Input data =
◆ ◆ ◆ ◆
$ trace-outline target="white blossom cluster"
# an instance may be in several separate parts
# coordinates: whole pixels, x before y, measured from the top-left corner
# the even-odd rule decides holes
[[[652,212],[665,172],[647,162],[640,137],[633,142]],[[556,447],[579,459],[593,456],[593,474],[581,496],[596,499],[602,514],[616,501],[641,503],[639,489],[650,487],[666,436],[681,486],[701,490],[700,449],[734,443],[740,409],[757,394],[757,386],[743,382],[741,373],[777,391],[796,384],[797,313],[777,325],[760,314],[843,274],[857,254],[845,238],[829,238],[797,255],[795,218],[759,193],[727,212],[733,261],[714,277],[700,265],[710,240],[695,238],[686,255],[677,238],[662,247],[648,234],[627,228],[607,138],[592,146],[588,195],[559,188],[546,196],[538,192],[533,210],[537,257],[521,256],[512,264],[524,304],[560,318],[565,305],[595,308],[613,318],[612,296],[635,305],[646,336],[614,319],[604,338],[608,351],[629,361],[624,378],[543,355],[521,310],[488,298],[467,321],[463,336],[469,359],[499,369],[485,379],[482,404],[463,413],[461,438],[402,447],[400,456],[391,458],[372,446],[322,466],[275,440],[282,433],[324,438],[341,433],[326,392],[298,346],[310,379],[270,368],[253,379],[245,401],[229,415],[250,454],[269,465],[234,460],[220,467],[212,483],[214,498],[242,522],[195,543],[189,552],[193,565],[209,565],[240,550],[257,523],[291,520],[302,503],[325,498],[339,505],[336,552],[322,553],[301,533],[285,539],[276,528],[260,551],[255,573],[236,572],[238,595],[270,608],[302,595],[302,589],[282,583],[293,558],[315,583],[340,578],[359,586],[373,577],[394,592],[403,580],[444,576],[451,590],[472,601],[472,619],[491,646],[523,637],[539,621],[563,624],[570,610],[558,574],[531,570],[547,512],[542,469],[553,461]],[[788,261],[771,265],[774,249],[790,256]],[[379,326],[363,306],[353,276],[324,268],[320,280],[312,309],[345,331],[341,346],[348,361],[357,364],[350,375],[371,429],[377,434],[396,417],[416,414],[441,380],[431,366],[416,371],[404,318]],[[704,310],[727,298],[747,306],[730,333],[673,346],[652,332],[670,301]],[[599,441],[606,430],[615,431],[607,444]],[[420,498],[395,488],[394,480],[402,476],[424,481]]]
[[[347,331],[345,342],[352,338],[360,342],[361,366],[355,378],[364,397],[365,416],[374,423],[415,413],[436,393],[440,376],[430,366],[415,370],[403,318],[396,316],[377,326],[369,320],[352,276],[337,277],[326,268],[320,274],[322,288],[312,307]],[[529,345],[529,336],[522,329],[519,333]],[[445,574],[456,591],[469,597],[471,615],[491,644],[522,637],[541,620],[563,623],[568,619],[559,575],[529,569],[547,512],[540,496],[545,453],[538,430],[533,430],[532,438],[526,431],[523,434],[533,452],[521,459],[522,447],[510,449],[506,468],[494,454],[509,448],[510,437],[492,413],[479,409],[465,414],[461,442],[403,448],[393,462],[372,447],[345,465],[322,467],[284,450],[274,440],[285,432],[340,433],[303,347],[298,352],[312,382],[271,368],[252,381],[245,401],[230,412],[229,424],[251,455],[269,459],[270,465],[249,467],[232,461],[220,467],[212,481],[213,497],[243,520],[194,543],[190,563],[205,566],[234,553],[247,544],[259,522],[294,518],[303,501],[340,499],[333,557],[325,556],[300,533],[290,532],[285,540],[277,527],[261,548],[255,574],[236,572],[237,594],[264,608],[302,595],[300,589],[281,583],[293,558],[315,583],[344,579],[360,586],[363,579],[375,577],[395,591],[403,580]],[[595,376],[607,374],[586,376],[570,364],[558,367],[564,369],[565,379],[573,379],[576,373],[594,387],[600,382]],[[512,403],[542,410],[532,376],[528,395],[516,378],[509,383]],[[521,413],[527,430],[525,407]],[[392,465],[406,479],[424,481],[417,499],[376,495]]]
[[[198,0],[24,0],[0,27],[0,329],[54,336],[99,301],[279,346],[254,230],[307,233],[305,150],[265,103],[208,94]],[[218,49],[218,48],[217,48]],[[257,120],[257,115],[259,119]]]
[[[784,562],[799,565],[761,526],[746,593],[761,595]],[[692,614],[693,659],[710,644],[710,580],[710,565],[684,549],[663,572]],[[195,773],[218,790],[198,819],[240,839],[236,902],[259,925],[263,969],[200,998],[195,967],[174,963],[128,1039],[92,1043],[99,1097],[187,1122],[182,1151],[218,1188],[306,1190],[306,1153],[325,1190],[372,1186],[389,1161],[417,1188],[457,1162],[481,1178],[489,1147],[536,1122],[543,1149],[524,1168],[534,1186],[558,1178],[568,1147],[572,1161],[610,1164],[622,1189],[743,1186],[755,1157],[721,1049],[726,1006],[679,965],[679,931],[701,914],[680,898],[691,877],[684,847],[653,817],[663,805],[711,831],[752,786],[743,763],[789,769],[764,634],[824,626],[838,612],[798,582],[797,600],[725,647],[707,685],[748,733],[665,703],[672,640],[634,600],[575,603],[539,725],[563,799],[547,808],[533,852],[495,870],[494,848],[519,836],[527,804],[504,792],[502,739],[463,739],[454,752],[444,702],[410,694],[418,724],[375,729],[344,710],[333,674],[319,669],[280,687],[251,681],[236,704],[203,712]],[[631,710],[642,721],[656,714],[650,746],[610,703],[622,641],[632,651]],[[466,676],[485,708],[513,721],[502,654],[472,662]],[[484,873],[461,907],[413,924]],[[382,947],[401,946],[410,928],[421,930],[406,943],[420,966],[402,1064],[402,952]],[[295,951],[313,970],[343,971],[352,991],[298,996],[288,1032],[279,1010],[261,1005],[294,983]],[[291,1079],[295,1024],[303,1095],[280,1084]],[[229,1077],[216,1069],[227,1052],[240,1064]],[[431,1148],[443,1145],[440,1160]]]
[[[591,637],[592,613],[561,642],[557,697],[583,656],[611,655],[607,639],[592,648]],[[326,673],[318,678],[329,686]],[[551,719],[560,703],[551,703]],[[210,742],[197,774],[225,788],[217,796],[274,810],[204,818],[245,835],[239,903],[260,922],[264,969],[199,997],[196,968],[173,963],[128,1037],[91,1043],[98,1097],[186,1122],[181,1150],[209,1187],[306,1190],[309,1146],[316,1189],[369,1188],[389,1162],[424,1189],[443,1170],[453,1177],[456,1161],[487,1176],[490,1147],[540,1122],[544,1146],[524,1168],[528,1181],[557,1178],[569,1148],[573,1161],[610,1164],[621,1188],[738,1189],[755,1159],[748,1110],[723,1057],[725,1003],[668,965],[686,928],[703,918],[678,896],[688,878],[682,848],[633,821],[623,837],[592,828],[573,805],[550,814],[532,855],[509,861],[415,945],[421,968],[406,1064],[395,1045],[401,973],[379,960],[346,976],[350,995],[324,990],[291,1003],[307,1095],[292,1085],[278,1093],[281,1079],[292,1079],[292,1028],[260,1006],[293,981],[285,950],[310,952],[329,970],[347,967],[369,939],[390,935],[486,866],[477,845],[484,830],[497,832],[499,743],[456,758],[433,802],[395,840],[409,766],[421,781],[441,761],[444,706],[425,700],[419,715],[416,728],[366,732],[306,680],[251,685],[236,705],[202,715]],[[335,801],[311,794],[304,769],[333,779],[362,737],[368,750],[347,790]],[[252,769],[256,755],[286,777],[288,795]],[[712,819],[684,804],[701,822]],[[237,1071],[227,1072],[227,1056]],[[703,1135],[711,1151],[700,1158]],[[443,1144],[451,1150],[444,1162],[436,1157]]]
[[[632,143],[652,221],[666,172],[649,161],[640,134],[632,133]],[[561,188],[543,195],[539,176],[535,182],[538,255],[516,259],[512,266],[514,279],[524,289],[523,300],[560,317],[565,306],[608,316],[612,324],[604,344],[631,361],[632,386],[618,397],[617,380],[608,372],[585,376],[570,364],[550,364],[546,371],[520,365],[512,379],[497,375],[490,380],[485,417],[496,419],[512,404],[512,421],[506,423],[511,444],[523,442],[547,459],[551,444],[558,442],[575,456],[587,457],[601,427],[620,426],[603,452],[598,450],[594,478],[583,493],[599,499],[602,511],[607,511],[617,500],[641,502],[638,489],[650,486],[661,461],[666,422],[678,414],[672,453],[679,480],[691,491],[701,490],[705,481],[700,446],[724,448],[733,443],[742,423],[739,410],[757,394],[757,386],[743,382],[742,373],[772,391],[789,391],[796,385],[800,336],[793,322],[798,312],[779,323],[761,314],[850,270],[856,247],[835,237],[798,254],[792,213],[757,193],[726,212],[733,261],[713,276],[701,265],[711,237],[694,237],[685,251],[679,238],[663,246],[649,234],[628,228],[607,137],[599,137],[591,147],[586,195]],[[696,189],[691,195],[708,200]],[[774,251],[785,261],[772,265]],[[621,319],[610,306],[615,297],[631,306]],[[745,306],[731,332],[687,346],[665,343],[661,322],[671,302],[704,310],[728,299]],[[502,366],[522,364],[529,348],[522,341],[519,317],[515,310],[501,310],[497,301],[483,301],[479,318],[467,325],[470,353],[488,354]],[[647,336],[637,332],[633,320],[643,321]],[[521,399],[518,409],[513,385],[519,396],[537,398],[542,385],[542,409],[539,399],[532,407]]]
◆ ◆ ◆ ◆
Work request = Look through the material above and print exactly the lines from the one containing "# an instance" to the one containing "# coordinates: whole", both included, and nothing more.

Answer box =
# an instance may be in several separate parts
# coordinates: whole pixels, x before y, measured from the top-left corner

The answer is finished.